**Assigned task**: Locate the line containing "Wildlife-count tagging: point out every instance of the metal" in the data below. Reproduce it and every following line up to the end, exactly as given.

· · · ·

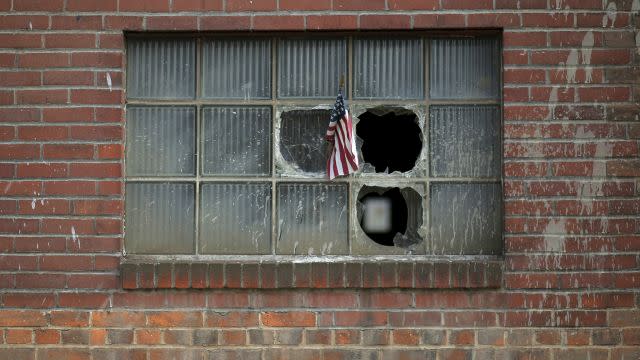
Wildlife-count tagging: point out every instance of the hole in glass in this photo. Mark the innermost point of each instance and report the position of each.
(391, 138)
(390, 216)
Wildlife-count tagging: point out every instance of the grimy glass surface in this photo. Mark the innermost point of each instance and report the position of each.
(235, 218)
(160, 218)
(161, 140)
(466, 219)
(302, 139)
(312, 219)
(311, 68)
(465, 140)
(159, 69)
(205, 175)
(237, 140)
(465, 68)
(236, 69)
(388, 69)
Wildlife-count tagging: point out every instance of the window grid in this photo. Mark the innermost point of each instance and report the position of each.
(274, 103)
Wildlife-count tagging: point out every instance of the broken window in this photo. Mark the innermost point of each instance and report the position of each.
(226, 151)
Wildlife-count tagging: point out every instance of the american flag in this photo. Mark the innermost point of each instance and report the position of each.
(343, 159)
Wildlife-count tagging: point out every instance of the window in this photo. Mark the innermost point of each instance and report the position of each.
(225, 150)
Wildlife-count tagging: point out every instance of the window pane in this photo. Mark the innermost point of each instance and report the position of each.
(312, 219)
(311, 68)
(389, 69)
(465, 141)
(466, 219)
(237, 140)
(235, 69)
(161, 68)
(235, 219)
(465, 68)
(160, 218)
(302, 140)
(160, 141)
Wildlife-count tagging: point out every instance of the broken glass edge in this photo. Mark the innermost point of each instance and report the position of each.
(367, 170)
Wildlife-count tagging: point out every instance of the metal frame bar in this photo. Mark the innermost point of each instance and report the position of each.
(275, 103)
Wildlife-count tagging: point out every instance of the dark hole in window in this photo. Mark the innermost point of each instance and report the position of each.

· · · ·

**Written solution**:
Wildlife-count tagging: point out every instance of the metal frame bar in this photo. Mark the innermost point of each instance and report the position of each.
(275, 103)
Wildlife-count tagging: point out every instance of the dark hole in window in this photo. Mark the innermost point of each instance and report the position of each.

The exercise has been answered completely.